Exercise requirements
Take the lines below between the one holding "Tight-box annotation required for the class dark hair." and the one holding "Tight-box annotation required for the class strawberry.", inclusive, and copy them exactly. Add nothing.

Records for this exercise

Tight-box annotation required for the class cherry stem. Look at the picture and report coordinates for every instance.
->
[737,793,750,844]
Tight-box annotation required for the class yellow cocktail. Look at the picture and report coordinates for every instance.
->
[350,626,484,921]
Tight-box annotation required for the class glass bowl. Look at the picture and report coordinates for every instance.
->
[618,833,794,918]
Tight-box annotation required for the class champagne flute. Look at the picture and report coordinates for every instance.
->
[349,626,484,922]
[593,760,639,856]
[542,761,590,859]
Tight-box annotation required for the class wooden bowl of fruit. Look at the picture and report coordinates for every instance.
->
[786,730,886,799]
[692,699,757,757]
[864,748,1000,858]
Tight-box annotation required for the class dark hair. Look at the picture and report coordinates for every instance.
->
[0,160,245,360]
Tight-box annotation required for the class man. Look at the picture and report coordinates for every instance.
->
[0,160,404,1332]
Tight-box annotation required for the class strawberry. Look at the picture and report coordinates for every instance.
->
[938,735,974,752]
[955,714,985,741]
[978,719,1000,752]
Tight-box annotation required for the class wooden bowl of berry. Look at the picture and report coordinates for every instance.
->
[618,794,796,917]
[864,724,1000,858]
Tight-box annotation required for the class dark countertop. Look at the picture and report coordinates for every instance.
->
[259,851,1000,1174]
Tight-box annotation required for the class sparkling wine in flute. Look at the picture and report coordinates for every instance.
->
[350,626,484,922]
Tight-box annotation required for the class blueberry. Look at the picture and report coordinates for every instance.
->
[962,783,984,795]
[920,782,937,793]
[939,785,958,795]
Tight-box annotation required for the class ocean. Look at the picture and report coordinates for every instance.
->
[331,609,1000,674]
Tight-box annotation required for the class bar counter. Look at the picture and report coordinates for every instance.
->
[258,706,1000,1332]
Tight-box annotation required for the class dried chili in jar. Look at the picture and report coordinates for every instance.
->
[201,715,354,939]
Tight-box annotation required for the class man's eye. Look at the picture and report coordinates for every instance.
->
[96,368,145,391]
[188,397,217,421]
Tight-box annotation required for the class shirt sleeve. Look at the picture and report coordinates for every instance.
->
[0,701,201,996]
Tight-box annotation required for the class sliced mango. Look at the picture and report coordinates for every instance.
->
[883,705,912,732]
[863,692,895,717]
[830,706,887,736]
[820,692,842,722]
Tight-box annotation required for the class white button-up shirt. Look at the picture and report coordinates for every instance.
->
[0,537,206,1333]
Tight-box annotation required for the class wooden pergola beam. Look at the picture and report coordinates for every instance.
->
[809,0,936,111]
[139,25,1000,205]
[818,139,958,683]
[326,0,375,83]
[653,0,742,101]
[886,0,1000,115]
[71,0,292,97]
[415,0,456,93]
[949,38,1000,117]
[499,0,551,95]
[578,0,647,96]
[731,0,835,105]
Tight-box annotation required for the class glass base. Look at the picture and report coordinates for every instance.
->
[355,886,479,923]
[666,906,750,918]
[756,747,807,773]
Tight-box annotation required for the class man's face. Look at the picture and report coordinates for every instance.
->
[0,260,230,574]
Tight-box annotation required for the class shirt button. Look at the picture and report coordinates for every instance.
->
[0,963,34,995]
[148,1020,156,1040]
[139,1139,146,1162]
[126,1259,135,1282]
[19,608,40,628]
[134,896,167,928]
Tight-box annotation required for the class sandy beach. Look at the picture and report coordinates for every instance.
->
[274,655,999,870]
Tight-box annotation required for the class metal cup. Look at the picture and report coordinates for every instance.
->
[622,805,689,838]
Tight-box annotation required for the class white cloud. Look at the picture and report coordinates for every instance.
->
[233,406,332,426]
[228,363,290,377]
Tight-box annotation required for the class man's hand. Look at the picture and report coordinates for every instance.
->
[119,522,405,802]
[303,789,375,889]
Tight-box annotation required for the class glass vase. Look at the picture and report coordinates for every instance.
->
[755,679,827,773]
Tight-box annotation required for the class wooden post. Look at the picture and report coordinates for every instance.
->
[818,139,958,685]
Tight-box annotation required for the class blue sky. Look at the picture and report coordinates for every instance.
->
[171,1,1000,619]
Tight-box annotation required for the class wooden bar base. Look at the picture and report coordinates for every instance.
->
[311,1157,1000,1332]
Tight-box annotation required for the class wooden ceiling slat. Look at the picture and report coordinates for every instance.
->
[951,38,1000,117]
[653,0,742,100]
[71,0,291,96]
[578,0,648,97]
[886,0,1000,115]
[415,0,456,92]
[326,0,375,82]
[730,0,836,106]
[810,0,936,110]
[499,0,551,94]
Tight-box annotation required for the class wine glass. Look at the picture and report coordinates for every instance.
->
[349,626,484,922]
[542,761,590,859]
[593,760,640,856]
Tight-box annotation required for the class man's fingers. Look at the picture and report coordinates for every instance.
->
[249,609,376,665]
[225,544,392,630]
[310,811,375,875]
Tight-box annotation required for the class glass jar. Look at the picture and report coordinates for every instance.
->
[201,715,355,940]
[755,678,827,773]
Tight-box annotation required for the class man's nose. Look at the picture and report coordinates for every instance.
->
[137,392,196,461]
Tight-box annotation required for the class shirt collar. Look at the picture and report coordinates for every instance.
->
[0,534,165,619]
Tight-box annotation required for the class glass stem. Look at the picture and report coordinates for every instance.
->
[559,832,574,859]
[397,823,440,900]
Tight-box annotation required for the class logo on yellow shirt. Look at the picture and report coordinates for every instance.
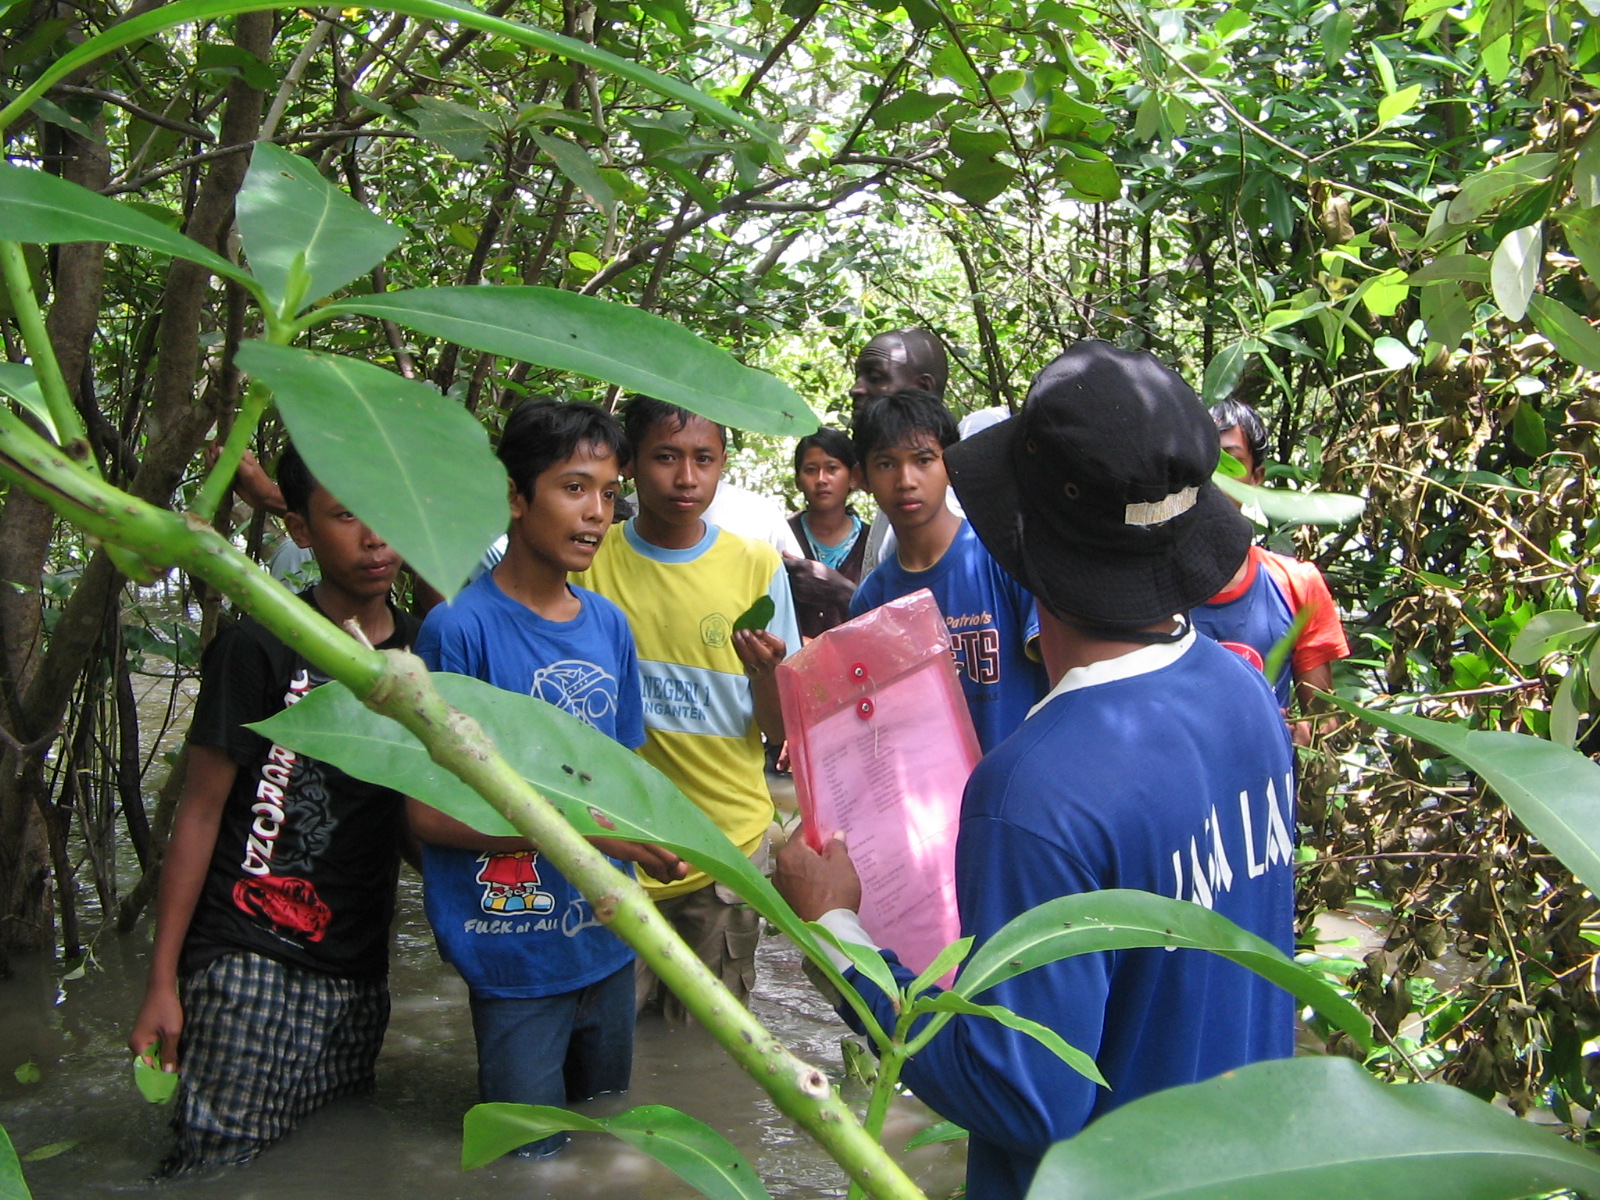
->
[700,612,731,648]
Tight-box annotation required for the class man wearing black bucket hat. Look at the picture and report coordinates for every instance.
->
[776,341,1297,1200]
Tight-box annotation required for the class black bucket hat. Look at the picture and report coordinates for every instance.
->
[944,340,1250,628]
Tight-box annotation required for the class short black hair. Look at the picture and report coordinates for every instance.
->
[498,399,629,499]
[619,394,726,452]
[852,389,958,463]
[793,427,856,476]
[275,442,315,518]
[1210,399,1269,473]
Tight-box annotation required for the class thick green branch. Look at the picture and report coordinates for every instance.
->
[0,410,928,1200]
[0,240,94,468]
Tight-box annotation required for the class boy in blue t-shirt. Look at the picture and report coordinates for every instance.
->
[848,389,1046,751]
[411,400,683,1157]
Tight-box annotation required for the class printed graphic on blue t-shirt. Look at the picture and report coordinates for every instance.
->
[1191,563,1296,708]
[850,521,1046,753]
[414,571,640,998]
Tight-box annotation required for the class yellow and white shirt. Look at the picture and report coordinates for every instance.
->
[578,518,799,899]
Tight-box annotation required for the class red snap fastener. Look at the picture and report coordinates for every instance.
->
[857,698,874,718]
[850,662,868,679]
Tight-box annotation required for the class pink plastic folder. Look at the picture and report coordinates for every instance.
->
[777,589,981,981]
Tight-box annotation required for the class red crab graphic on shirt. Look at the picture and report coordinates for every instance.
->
[233,875,332,942]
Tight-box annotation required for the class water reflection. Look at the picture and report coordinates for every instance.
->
[0,871,965,1199]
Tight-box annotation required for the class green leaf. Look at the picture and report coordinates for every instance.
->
[990,69,1027,96]
[530,130,615,215]
[1329,697,1600,897]
[1262,605,1313,687]
[871,90,954,129]
[1132,92,1162,141]
[953,890,1372,1052]
[1212,475,1366,526]
[1551,666,1584,749]
[408,95,497,161]
[1056,148,1121,202]
[1507,609,1595,664]
[1559,208,1600,287]
[809,922,901,1006]
[234,342,505,601]
[1028,1056,1600,1200]
[1511,398,1546,458]
[1528,295,1600,371]
[463,1103,770,1198]
[1376,84,1423,130]
[133,1050,179,1104]
[904,1120,967,1151]
[906,936,973,998]
[17,1142,72,1164]
[327,287,817,437]
[0,362,54,441]
[1372,336,1417,371]
[732,594,774,632]
[915,991,1107,1086]
[1368,43,1397,95]
[236,143,403,316]
[1489,223,1540,323]
[1202,339,1253,405]
[944,158,1018,206]
[1404,254,1490,286]
[1216,449,1248,479]
[1404,0,1457,18]
[1361,269,1410,318]
[0,162,252,290]
[1321,9,1354,68]
[0,1123,31,1200]
[11,1062,39,1085]
[1480,0,1520,48]
[1445,154,1558,226]
[248,673,838,971]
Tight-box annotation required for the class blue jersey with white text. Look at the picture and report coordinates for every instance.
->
[841,633,1297,1200]
[414,571,642,998]
[849,520,1046,753]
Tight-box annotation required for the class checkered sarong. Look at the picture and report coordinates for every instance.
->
[158,951,389,1177]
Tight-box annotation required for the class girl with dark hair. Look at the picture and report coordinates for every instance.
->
[788,428,867,584]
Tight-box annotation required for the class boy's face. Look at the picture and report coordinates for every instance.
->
[509,444,620,573]
[628,415,725,531]
[796,446,853,514]
[1218,424,1265,491]
[284,484,400,602]
[862,432,950,535]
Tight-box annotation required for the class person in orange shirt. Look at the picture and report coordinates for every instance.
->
[1191,399,1349,744]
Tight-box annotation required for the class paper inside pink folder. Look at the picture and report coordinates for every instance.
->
[776,589,981,984]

Solution
Tight-box annotation required for the class dark hair. Look at the picture and report coordinates for every instance.
->
[0,160,245,360]
Tight-box annotation required for the class man. Look at the picture and report coordinates for every instance.
->
[0,160,404,1332]
Tight-box annotation required for the class strawberry. Look at the picture and report coordinates for every instance.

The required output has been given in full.